Collected data
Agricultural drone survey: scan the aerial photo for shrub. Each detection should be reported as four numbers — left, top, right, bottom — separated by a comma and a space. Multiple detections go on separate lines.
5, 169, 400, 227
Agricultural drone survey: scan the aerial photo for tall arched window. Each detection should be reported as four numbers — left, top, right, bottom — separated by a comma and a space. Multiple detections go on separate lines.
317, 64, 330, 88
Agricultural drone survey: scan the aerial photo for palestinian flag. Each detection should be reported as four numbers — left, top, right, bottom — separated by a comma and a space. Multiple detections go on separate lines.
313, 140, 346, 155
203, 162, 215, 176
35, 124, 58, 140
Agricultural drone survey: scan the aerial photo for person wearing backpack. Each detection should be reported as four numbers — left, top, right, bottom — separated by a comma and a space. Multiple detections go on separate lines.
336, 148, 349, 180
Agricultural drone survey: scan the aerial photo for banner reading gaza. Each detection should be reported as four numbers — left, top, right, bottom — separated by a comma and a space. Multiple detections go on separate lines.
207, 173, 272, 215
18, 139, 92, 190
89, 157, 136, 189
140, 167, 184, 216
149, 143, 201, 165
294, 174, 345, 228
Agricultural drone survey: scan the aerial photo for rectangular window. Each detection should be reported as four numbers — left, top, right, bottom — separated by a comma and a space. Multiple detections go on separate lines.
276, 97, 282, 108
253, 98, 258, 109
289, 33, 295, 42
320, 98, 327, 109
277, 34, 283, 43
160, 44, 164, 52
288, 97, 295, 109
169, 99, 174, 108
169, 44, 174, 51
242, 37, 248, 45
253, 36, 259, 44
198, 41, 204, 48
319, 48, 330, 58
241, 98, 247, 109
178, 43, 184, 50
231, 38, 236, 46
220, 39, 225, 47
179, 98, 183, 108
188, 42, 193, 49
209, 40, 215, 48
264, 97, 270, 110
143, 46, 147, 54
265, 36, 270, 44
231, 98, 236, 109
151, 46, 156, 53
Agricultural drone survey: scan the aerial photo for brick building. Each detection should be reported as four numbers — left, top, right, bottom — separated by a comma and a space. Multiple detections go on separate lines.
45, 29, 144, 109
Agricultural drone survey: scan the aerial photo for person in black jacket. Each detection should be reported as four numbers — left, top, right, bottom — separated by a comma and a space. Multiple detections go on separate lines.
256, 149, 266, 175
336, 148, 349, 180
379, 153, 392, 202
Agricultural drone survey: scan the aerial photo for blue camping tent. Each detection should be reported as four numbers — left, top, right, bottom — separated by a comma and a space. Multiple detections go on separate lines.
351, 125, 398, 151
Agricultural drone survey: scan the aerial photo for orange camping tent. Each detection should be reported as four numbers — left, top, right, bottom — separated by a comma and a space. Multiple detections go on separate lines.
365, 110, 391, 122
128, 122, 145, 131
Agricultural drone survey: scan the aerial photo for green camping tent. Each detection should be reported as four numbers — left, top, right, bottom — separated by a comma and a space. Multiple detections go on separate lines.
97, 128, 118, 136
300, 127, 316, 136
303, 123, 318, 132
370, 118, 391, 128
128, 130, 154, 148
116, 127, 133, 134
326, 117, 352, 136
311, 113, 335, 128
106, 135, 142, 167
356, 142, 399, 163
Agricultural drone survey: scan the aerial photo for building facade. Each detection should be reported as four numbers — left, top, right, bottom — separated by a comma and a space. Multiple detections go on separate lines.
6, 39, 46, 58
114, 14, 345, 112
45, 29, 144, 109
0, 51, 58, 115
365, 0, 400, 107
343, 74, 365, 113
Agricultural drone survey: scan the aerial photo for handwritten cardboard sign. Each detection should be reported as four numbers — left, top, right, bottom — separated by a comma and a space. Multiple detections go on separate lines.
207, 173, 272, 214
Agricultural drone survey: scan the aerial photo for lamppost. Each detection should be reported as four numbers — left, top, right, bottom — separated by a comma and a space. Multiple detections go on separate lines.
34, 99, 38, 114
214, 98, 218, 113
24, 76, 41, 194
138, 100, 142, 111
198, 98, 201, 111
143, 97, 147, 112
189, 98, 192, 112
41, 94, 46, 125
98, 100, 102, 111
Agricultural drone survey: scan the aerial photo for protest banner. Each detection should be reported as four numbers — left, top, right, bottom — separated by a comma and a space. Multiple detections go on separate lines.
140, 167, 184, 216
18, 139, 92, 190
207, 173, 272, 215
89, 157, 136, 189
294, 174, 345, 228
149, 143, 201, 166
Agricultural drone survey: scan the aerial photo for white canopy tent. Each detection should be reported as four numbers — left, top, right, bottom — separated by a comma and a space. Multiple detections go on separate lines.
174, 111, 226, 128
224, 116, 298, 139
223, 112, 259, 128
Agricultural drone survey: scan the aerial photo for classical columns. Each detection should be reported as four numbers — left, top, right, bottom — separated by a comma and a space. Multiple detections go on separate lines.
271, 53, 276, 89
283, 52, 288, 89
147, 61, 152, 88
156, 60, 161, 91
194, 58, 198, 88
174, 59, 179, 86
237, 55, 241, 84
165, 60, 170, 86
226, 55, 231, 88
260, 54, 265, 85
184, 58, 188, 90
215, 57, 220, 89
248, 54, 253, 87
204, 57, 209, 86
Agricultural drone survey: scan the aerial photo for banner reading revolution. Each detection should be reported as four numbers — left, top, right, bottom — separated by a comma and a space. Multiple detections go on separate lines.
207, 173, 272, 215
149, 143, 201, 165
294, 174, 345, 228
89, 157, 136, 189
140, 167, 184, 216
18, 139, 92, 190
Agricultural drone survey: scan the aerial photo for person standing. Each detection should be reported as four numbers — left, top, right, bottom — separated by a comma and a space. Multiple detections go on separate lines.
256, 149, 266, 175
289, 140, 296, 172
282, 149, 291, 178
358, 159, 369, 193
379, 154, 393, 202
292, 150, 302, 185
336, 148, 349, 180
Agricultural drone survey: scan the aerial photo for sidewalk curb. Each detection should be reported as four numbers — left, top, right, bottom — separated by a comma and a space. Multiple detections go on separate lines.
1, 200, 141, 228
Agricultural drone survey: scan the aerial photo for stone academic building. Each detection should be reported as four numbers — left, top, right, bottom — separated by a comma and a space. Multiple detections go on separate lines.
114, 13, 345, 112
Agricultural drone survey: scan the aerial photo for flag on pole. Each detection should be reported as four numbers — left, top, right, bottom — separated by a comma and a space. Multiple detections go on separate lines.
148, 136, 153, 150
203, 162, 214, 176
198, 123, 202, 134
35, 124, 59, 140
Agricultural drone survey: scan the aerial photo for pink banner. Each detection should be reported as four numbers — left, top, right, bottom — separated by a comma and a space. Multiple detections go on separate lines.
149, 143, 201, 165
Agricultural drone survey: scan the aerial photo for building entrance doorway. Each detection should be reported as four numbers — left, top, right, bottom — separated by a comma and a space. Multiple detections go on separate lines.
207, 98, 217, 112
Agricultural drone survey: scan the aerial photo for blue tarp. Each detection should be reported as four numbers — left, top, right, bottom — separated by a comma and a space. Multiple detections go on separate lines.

- [TO DO] The answer should be all the entries, restated with no word changed.

- [RESULT OF THE EXERCISE]
Agricultural drone survey: scan the aerial photo for shrub. Each detection should be reported as four numbers — left, top, right, bottom — separated by a comma and a space. Multiple detections go on separate lines.
5, 169, 400, 227
Agricultural drone survey: scan the aerial photo for tall arched window. Each detection should be reported as four numbers — left, top, right, bottom — separated by a comma and a space. Multiple detections go on separate lines.
317, 64, 330, 88
Agricultural drone survey: scan the aerial photo for palestinian flag. Each detection should be reported as four numbers — left, top, right, bottom — separated by a comma and a space. Multiple detections go on separate lines.
313, 140, 346, 155
203, 162, 215, 176
35, 124, 58, 140
Agricultural drone survey: scan the aerial photo for person wearing backpack. Each detection should be reported as four numbers — left, top, right, bottom — separated by a comma and a space. Multiple detections go on separate lines.
336, 148, 349, 180
Agricultural drone survey: scan the aerial photo for banner reading gaza. Each detection should be reported as four numbers — left, top, right, bottom — separated by a comma and a space. Multiple detections go on separate lines.
207, 173, 272, 215
18, 139, 92, 190
89, 157, 136, 189
140, 167, 184, 216
149, 143, 201, 165
294, 174, 345, 228
Agricultural drone survey: scan the aerial photo for rectangular window. Each detection should be reported as four numbers — left, top, right, bottom — separated by a comma and a space. Multiple detections go on separate lines.
276, 97, 282, 108
253, 98, 258, 109
289, 33, 295, 42
320, 98, 327, 109
277, 34, 283, 43
160, 44, 164, 52
288, 97, 295, 109
169, 99, 174, 108
169, 44, 174, 51
242, 37, 248, 45
253, 36, 259, 44
198, 41, 204, 48
319, 48, 330, 58
241, 98, 247, 109
178, 43, 184, 50
231, 38, 236, 46
220, 39, 225, 47
179, 98, 183, 108
188, 42, 193, 49
209, 40, 215, 48
264, 97, 270, 110
143, 46, 147, 54
265, 36, 270, 44
231, 98, 236, 109
151, 46, 156, 53
Agricultural drone survey: scan the aerial photo for brick building. Each detection should be reported as four numbers — left, top, right, bottom — separated by a comma and a space. Multiple detections go on separate lines.
45, 29, 144, 109
Agricultural drone survey: scan the aerial photo for person in black jacket. Each detection should be reported as four numbers — left, top, right, bottom — separated by a comma and a space. Multiple detections go on separate lines.
256, 149, 266, 175
336, 148, 349, 180
379, 153, 392, 202
Agricultural drone survey: scan the aerial photo for blue camping tent. Each detection should be reported as four numbers — left, top, right, bottom — separated by a comma and a space. Multiple detections go on separate lines.
351, 125, 398, 151
Agricultural drone survey: scan the aerial photo for orange camping tent. Each detection should be reported as four numbers — left, top, right, bottom — separated by a comma and a space. Multiple detections go on separate lines.
365, 110, 391, 122
128, 122, 145, 131
Agricultural drone survey: scan the aerial photo for green camping tent. Each detection should be reported as four numbers — left, top, right, bottom — separated by a comma and a space. Multiple detections go on separate lines.
97, 128, 118, 136
300, 127, 316, 136
303, 123, 318, 132
370, 118, 391, 128
128, 130, 154, 148
116, 127, 133, 134
326, 117, 352, 136
311, 113, 335, 128
106, 135, 142, 167
356, 142, 399, 163
Agricultural drone survey: scan the aerial photo for building facade. Each detection should be reported as four numbers — left, top, right, bottom — separated by a comma and a space. Multiple detections go on separate lines.
6, 39, 46, 58
114, 14, 345, 112
45, 29, 144, 109
0, 51, 58, 115
365, 0, 400, 107
343, 74, 365, 113
Agricultural drone survey: scan the aerial photo for handwritten cardboard sign. Each detection should be reported as four numbers — left, top, right, bottom — separated by a comma and a space. Multiple detections go on separate lines.
207, 173, 272, 214
Agricultural drone survey: scan the aerial photo for lamppost. Each detection should be reported as four numbers — left, top, right, bottom — separated by a comma and a space. Multiple detections go on separate lines.
34, 99, 38, 114
214, 98, 218, 113
24, 76, 41, 194
138, 100, 142, 111
198, 98, 201, 111
143, 97, 147, 112
189, 98, 192, 112
41, 94, 46, 125
98, 100, 102, 111
Agricultural drone survey: scan the aerial photo for protest banner. Each detection should be reported as four numbers — left, top, right, bottom — separated by a comma and a space. Multiple detections go on separate lines.
140, 167, 184, 216
18, 139, 92, 190
207, 173, 272, 215
89, 157, 136, 189
294, 174, 345, 228
149, 143, 201, 166
Agricultural drone survey: scan the aerial photo for white canopy tent. Each detection should be reported as four numbers — left, top, right, bottom — separated by a comma and a space. Multiple detections go on separate lines.
174, 111, 226, 128
224, 116, 298, 139
223, 112, 259, 128
Agricultural drone survey: scan the aerial photo for classical columns. Each detection should be reported as four numbers — left, top, right, bottom — separated by a comma and a space. Multiple detections go on separate lines.
271, 53, 276, 89
283, 52, 288, 89
147, 61, 152, 88
156, 60, 161, 91
194, 58, 198, 88
174, 59, 179, 86
237, 55, 241, 84
165, 60, 170, 86
226, 55, 231, 88
260, 54, 265, 85
184, 58, 188, 90
215, 57, 220, 89
248, 54, 253, 87
204, 57, 209, 86
Agricultural drone survey: scan the aerial photo for banner reading revolution. Each detection should be reported as four numbers — left, top, right, bottom — separated by a comma and a space. Multiple detections go on separate lines.
207, 173, 272, 215
149, 143, 201, 165
294, 174, 345, 228
89, 157, 136, 189
140, 167, 184, 216
18, 139, 92, 190
Agricultural drone survey: scan the aerial photo for person standing. Each detection should be reported as four numbers — left, top, right, bottom — separated by a comma and a space. Multiple detections go on separate lines.
256, 149, 266, 175
289, 140, 296, 172
282, 149, 291, 178
358, 159, 369, 193
379, 154, 393, 202
292, 150, 302, 185
336, 148, 349, 180
Agricultural drone survey: scan the aerial photo for sidewalk curb. Each detection should be reported as four numbers — left, top, right, bottom — separated by a comma and a space. Multiple detections go on separate lines.
1, 200, 141, 228
Agricultural drone survey: scan the aerial photo for stone academic building. Each detection should be reported as four numbers — left, top, right, bottom — separated by a comma and a space. Multiple detections go on separate lines.
114, 13, 345, 112
Agricultural drone survey: scan the aerial photo for flag on pole. Each detection should be reported as four numbers — left, top, right, bottom — separated by a comma and a space. Multiple detections go on separate lines.
148, 136, 153, 150
203, 162, 214, 176
198, 123, 202, 134
35, 124, 59, 140
Agricultural drone survey: scan the aerial photo for pink banner. Each detection should be reported as four numbers — left, top, right, bottom — separated by a comma and a space. Multiple detections go on separate lines.
149, 143, 201, 165
Agricultural drone survey: scan the aerial photo for building entrance doorway. Each detection should be reported as four numbers — left, top, right, bottom — separated by a comma and a space. Multiple detections go on separate lines.
207, 98, 217, 112
Agricultural drone survey: scan the aerial photo for blue tarp. Each detection should be reported as four numbers — left, top, right, bottom — separated by a comma and a space. Multiple detections go on separate lines.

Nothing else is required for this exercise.